■ **Source passage**
Viewing (and writing) for June was dominated by the weekend dash to the Sydney Film Festival. Despite that, and a busy day job/personal schedule (hence this being so late into July), I still managed to cram a reasonable amount into the month, especially on the TV front. It was a pretty good one quality-wise too, with only a couple of minor duds. Share your thoughts below on these ones.
- The Mule (2014), Tony Mahony & Angus Sampson – Leigh Whannell and Angus Sampson write and star in this pretty surprising film. Surprising in the sense that my expectations were low for a film basically about a guy who can’t take a dump. It was sold that way, but the reality is that this is a really cleverly written and well acted crime film. An 80s period piece in which the drama is convincing and, with a few gross exceptions, the humour wry. Worth it just for Whannell, Sampson, Hugo Weaving and Noni Hazelhurst’s performances.
- Whiplash (2014). Damien Chazelle – This is all about the sound. Music shot like a thriller, jazz heavy soundtrack used in a major way, sound design that pops and rehearsals edited to feel like big sporting matches. It is prettily shot and constructed, even if the central conflict is perhaps not enchanting enough to carry the entire film. The film loses its kinetic freneticism for much of the third act too. J.K. Simmons is as good as advertised though and the thematic interest in the notion of artistic perfection, and the contrasting ways to get there is really well drawn.
- Esio Trot (2014), Dearbhla Walsh – This is a breezy, sharp adaptation of one of Roald Dahl’s lesser known, but most charming works that nicely emphasises his more absurd tendencies. The narration could be a lazy approach, but James Corden brings a fair bit of charisma to it. There is nothing too substantial here, but it’s hard to go wrong with a light, sweetly romantic tale starring Dustin Hoffman and Judy Dench.
- Killer’s Kiss (1955), Stanley Kubrick – Super early Kubrick is pretty creative noir focusing on a down and out boxer. Feels very hardboiled, both in look, dialogue and voiceover. It’s structurally funky with a good score too. The shooting is fun as well, first person shots and creative close-ups peppered throughout. A small feeling story that builds both its sense of dread and societal commentary (on rape culture no less) really well.

■ **Data provided**
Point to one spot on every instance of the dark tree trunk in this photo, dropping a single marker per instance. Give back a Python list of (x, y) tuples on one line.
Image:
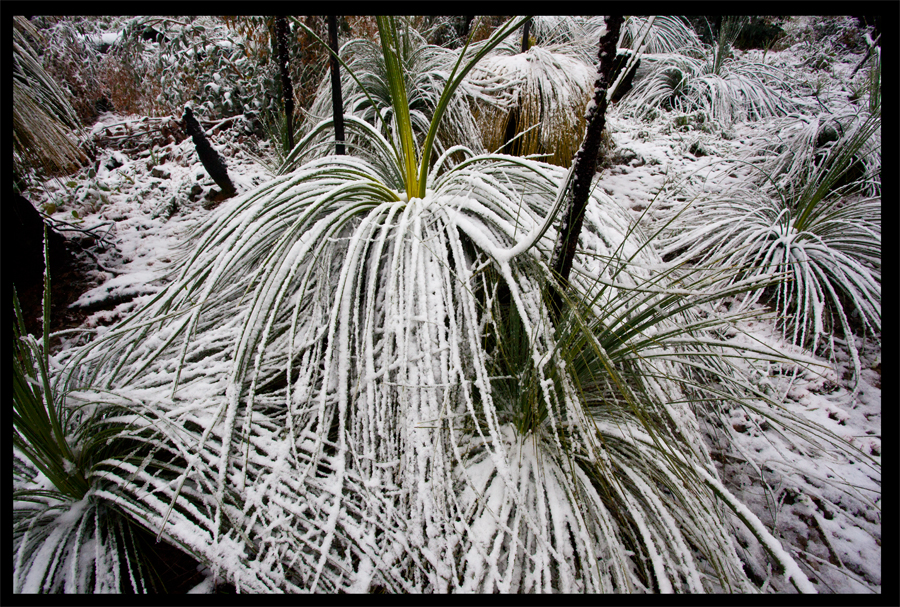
[(585, 167), (512, 127), (467, 25), (525, 35), (211, 160), (25, 228), (627, 82), (337, 102), (281, 34)]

■ **What this exercise asks**
[A] Quote everything in the film roundup from "- Killer’s Kiss" down to "less) really well.".
[B] According to the film roundup, why were the writer's expectations for The Mule low? Answer in one to three sentences.

■ **Answers to the problems**
[A]
- Killer’s Kiss (1955), Stanley Kubrick – Super early Kubrick is pretty creative noir focusing on a down and out boxer. Feels very hardboiled, both in look, dialogue and voiceover. It’s structurally funky with a good score too. The shooting is fun as well, first person shots and creative close-ups peppered throughout. A small feeling story that builds both its sense of dread and societal commentary (on rape culture no less) really well.

[B] The writer's expectations were low because the film is basically about a guy who can't take a dump, and it was sold that way.